Work instructions: Retype the records below from their first line through the line holding "Where can the chin", including both ends and no pictures.

(Data for analysis Opens)

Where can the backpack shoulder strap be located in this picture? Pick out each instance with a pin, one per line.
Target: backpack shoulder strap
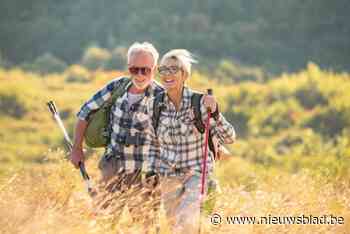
(196, 106)
(157, 109)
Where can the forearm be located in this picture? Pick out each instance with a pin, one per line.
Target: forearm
(223, 130)
(79, 133)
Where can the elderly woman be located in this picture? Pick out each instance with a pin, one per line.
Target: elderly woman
(181, 144)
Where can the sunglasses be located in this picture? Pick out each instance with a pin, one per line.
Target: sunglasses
(166, 71)
(137, 70)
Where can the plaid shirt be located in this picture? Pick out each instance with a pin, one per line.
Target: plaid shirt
(181, 145)
(126, 121)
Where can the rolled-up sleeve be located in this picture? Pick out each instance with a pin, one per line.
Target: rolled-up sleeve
(96, 101)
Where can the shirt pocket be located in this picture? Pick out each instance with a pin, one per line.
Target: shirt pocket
(188, 128)
(164, 129)
(141, 121)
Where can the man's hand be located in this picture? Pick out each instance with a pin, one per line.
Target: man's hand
(76, 156)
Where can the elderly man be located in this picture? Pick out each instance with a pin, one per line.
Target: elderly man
(128, 152)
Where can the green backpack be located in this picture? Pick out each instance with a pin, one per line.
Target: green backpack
(97, 133)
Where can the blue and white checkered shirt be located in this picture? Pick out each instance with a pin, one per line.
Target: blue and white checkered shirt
(126, 121)
(181, 144)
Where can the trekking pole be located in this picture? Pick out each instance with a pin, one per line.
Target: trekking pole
(204, 161)
(69, 145)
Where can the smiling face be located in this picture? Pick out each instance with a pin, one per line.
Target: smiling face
(172, 75)
(142, 69)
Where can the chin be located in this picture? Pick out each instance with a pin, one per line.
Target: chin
(142, 85)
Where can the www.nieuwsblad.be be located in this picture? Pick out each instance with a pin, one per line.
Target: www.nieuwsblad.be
(217, 219)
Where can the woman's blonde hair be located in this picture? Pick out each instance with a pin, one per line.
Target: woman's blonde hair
(184, 58)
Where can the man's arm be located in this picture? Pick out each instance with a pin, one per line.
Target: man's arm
(77, 154)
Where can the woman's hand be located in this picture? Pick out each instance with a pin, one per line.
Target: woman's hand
(76, 156)
(210, 103)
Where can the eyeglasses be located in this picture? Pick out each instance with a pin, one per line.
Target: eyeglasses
(166, 71)
(137, 70)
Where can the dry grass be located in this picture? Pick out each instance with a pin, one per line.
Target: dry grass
(51, 199)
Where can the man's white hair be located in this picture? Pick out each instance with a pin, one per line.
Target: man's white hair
(184, 57)
(143, 47)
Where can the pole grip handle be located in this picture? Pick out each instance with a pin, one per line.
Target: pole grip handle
(210, 91)
(52, 107)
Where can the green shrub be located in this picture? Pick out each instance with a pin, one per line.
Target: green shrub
(95, 58)
(45, 64)
(77, 73)
(117, 60)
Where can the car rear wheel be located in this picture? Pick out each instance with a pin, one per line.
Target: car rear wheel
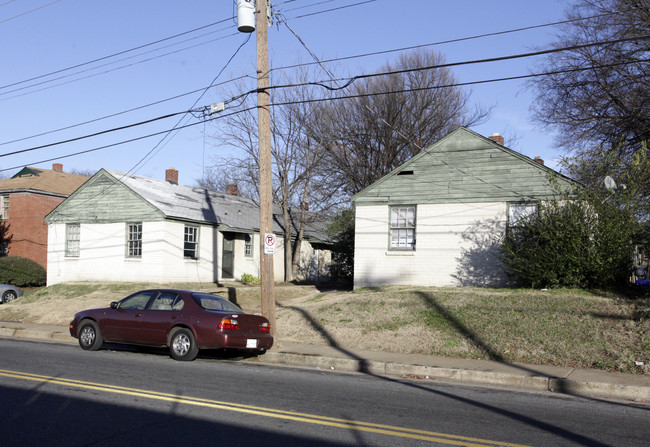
(8, 296)
(90, 339)
(182, 345)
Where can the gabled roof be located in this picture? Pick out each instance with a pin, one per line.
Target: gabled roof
(201, 205)
(113, 196)
(43, 181)
(464, 167)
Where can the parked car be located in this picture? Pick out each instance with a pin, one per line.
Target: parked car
(9, 293)
(183, 320)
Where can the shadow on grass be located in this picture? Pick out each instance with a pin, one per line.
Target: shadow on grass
(363, 367)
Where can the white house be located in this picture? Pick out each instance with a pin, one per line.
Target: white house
(123, 227)
(438, 219)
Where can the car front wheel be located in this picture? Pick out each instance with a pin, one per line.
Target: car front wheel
(8, 296)
(90, 339)
(182, 345)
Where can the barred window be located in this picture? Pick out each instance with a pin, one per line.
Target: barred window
(134, 240)
(248, 245)
(191, 242)
(4, 207)
(402, 228)
(72, 233)
(520, 211)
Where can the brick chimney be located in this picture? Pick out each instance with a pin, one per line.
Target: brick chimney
(171, 176)
(497, 138)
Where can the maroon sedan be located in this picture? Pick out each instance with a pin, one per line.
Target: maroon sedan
(185, 321)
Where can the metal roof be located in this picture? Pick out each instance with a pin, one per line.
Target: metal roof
(201, 205)
(46, 181)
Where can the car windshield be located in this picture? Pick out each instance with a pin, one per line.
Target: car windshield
(214, 302)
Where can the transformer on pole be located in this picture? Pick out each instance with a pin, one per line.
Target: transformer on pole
(246, 16)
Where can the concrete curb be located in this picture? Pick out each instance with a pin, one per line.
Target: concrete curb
(528, 382)
(584, 383)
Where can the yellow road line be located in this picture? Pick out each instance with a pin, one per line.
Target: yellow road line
(267, 412)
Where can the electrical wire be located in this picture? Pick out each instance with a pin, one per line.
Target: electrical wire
(27, 12)
(285, 67)
(221, 116)
(315, 100)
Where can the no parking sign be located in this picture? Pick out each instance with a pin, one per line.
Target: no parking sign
(269, 244)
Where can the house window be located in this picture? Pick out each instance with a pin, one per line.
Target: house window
(402, 228)
(519, 211)
(248, 245)
(72, 238)
(191, 242)
(134, 240)
(4, 207)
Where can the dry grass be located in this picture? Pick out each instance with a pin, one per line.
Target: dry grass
(563, 327)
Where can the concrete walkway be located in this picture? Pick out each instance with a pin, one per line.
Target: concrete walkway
(580, 382)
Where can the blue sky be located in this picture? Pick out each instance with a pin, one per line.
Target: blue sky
(42, 39)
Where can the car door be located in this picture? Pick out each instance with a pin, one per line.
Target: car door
(163, 313)
(127, 323)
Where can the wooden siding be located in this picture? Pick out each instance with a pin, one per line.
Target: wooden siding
(103, 199)
(463, 167)
(456, 245)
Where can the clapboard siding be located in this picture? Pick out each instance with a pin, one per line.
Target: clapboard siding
(460, 188)
(463, 167)
(104, 199)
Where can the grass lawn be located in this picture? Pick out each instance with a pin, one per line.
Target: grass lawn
(557, 327)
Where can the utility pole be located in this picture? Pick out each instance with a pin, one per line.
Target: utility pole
(264, 136)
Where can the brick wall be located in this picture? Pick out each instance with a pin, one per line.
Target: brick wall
(26, 213)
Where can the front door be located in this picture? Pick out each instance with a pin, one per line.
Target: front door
(228, 256)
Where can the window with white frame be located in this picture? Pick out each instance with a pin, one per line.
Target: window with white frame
(72, 238)
(191, 242)
(402, 227)
(520, 211)
(248, 245)
(4, 207)
(134, 240)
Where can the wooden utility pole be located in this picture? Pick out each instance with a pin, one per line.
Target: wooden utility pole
(264, 135)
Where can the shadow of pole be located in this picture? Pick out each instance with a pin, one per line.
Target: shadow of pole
(362, 364)
(363, 367)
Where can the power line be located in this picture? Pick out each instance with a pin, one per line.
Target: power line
(27, 12)
(350, 81)
(279, 68)
(351, 96)
(308, 101)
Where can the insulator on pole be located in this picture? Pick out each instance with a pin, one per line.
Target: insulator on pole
(246, 16)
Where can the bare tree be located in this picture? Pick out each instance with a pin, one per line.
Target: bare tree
(297, 182)
(599, 94)
(380, 122)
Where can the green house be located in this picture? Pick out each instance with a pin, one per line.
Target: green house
(438, 219)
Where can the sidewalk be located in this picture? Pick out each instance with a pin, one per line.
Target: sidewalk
(579, 382)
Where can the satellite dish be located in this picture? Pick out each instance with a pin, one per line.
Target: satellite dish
(609, 183)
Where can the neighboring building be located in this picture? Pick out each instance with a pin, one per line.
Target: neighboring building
(438, 219)
(123, 227)
(25, 200)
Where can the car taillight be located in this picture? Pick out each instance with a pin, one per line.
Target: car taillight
(229, 324)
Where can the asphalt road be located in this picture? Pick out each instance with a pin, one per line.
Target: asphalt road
(60, 395)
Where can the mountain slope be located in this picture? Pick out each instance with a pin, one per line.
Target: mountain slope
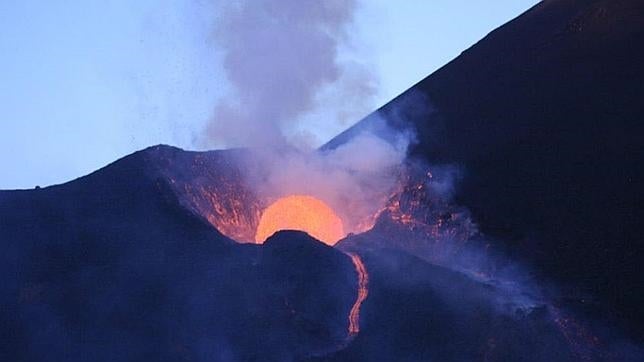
(545, 117)
(114, 266)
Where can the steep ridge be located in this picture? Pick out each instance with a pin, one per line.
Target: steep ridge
(544, 117)
(114, 266)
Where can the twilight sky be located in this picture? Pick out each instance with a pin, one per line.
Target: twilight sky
(86, 82)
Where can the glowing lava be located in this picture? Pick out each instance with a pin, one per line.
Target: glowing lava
(363, 291)
(301, 212)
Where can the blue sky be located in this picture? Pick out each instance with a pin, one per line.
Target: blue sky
(86, 82)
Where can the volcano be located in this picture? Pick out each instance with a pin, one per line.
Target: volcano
(532, 255)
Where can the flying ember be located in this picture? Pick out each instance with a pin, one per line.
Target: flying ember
(301, 212)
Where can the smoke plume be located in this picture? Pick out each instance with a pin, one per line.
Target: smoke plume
(278, 57)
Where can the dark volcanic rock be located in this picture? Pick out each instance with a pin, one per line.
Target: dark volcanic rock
(545, 117)
(114, 267)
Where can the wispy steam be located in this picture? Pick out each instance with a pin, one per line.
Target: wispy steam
(278, 57)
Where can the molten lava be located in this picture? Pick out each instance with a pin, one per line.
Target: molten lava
(301, 212)
(363, 291)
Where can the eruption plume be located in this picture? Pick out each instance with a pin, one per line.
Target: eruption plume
(278, 56)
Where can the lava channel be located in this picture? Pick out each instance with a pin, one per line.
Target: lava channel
(363, 291)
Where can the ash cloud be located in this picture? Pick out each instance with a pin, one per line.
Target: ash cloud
(278, 57)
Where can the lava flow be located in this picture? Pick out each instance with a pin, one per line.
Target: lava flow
(363, 291)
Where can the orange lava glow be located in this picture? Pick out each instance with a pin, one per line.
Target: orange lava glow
(301, 212)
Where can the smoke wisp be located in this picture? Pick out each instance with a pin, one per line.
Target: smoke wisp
(278, 58)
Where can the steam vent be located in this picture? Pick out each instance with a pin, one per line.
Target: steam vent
(491, 212)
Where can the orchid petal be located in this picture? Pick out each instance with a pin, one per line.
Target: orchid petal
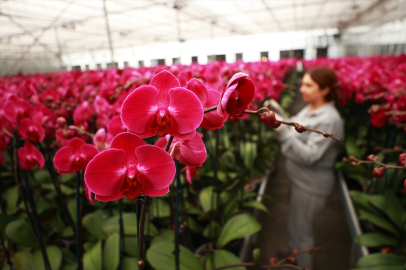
(115, 126)
(246, 92)
(104, 173)
(110, 198)
(199, 89)
(138, 109)
(163, 82)
(63, 159)
(128, 142)
(235, 78)
(187, 119)
(156, 165)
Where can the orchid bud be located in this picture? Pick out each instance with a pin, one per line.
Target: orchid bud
(233, 119)
(292, 259)
(61, 121)
(300, 128)
(378, 172)
(402, 159)
(372, 157)
(404, 184)
(268, 118)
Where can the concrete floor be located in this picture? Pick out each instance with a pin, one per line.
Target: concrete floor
(330, 227)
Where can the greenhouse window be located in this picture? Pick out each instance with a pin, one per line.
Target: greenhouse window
(264, 56)
(175, 60)
(238, 56)
(157, 62)
(321, 52)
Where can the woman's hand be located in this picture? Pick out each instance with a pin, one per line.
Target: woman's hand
(274, 106)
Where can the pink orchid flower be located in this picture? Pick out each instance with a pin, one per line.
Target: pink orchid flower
(74, 157)
(239, 93)
(208, 98)
(115, 126)
(162, 108)
(128, 169)
(29, 156)
(102, 140)
(31, 130)
(189, 152)
(191, 171)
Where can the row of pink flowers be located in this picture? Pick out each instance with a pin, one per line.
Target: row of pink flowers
(378, 79)
(117, 108)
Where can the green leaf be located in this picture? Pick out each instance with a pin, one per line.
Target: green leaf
(379, 221)
(131, 246)
(212, 230)
(4, 220)
(256, 254)
(382, 259)
(239, 226)
(206, 201)
(193, 225)
(11, 197)
(111, 254)
(92, 259)
(160, 208)
(129, 263)
(375, 239)
(361, 201)
(93, 223)
(167, 236)
(69, 266)
(20, 231)
(382, 267)
(223, 257)
(352, 148)
(22, 260)
(130, 225)
(67, 177)
(54, 257)
(256, 204)
(161, 258)
(42, 176)
(64, 188)
(68, 255)
(394, 209)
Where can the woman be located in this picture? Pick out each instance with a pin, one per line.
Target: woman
(310, 156)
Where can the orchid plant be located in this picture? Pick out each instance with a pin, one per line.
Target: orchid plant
(152, 129)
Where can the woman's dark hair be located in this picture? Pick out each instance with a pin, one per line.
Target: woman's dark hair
(327, 77)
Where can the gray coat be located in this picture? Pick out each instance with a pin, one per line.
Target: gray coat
(310, 156)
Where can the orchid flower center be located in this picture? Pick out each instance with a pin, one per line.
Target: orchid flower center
(130, 187)
(161, 124)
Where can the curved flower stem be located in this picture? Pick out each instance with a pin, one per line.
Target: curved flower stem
(168, 144)
(261, 266)
(210, 109)
(141, 226)
(277, 265)
(5, 251)
(383, 165)
(121, 236)
(297, 125)
(78, 223)
(59, 194)
(36, 221)
(177, 190)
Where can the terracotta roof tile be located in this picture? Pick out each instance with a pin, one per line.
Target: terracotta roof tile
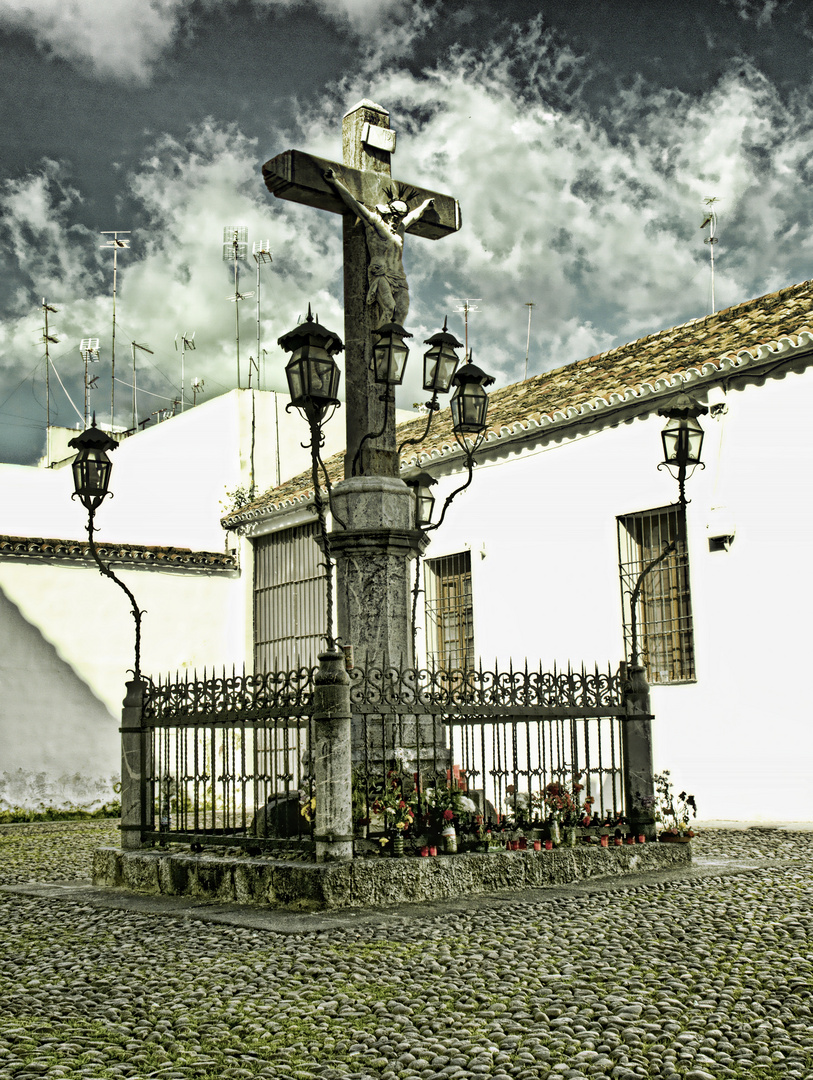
(27, 547)
(619, 372)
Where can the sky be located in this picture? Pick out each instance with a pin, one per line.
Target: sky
(582, 138)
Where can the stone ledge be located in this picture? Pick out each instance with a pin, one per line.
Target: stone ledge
(369, 882)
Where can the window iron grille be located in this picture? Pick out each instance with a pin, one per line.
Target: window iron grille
(653, 566)
(449, 611)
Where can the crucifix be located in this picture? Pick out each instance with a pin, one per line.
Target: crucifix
(376, 211)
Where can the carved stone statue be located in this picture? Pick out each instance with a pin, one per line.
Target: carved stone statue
(384, 228)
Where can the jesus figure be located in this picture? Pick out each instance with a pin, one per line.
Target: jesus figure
(384, 228)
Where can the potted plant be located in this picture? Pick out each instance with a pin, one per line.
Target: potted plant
(673, 812)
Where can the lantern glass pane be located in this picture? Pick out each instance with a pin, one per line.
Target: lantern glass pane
(469, 406)
(390, 360)
(439, 364)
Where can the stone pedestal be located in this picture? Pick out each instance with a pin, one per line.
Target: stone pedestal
(133, 766)
(639, 781)
(334, 833)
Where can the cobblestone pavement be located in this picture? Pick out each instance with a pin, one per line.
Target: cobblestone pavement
(700, 977)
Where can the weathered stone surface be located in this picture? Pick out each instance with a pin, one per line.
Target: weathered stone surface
(370, 882)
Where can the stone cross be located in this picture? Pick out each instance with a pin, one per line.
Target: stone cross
(367, 146)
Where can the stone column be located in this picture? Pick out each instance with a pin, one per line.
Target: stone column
(374, 558)
(636, 743)
(365, 410)
(133, 767)
(334, 826)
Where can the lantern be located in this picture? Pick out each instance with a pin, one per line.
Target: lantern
(313, 375)
(92, 467)
(390, 354)
(682, 437)
(441, 361)
(424, 501)
(470, 401)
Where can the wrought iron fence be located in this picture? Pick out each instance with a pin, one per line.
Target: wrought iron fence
(229, 759)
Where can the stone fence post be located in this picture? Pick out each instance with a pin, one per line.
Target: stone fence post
(639, 783)
(133, 766)
(332, 757)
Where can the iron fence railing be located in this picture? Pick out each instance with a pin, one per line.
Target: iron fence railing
(228, 758)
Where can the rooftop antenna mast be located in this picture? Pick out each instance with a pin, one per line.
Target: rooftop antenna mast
(235, 250)
(530, 305)
(90, 351)
(187, 341)
(469, 305)
(144, 349)
(116, 244)
(48, 339)
(262, 255)
(710, 220)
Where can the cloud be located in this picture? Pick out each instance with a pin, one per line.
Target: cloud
(111, 39)
(125, 39)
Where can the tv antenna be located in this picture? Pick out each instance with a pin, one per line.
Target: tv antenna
(235, 250)
(187, 341)
(117, 245)
(710, 221)
(530, 305)
(90, 351)
(468, 305)
(144, 349)
(48, 339)
(261, 254)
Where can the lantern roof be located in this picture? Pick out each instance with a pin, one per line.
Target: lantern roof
(420, 480)
(93, 439)
(392, 328)
(307, 332)
(443, 337)
(470, 373)
(681, 407)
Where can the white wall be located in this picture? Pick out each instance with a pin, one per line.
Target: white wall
(544, 567)
(66, 644)
(170, 482)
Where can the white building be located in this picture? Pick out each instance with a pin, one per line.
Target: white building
(67, 633)
(536, 558)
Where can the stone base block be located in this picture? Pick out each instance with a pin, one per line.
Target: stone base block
(369, 882)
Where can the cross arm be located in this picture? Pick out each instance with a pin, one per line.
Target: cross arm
(299, 177)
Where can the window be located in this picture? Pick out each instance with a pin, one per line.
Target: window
(663, 611)
(449, 612)
(289, 599)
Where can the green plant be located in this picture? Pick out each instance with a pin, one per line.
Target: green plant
(674, 812)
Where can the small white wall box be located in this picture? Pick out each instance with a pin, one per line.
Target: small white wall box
(718, 403)
(381, 138)
(720, 528)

(Data for analysis Closes)

Task output:
Where can the backpack shoulder strap be located in this picture? Pick out each instance with a pin, one per line.
Target: backpack shoulder strap
(196, 106)
(157, 109)
Where can the forearm be located in this picture? Pick out each instance with a pin, one per line.
Target: forearm
(223, 130)
(79, 133)
Where can the elderly woman be located in this picture? Pick out each instance with a pin, one per line.
Target: elderly woman
(181, 144)
Where can the sunglasses be located in this picture? Pick out each instance with a pin, one per line.
Target: sunglasses
(166, 71)
(137, 70)
Where can the plaid shirt be located in this picture? Pick out each instance with a pin, one per line.
Target: plaid shirt
(181, 145)
(126, 121)
Where can the rolled-up sleeve be located in this picture? Pick out each instance with a pin, one per line.
Target: rolled-up sleeve
(96, 101)
Where can the shirt pocket be located in this picture? Pick out each instance with a pin, one per line.
Target: shirt pocket
(188, 128)
(164, 129)
(141, 121)
Where can the man's hand be located in this picture? Pick out each instance with a pin, one per line.
Target: man's hand
(76, 156)
Where can the elderly man be located in this picture? Pick out each instance with a pin, one per line.
Target: elderly man
(128, 152)
Where can the green backpack be located in this picture? Pick out each instance with a pin, one per line.
Target: green backpack
(97, 133)
Where can the blue and white checkered shirt be located in this picture? Pick out each instance with a pin, one per line.
Target: blue and white checkered shirt
(126, 121)
(181, 144)
Where can the trekking pole be located in this picture? Pick out each instance with a pin, one per line.
Target: trekking pole
(204, 161)
(69, 145)
Where can the smiling face be located in this picture? Pick out each instance with a pin, one per line.
Target: smiling face
(172, 75)
(142, 69)
Where can the chin be located in this picture? Pick out each instance with a pin, one per line.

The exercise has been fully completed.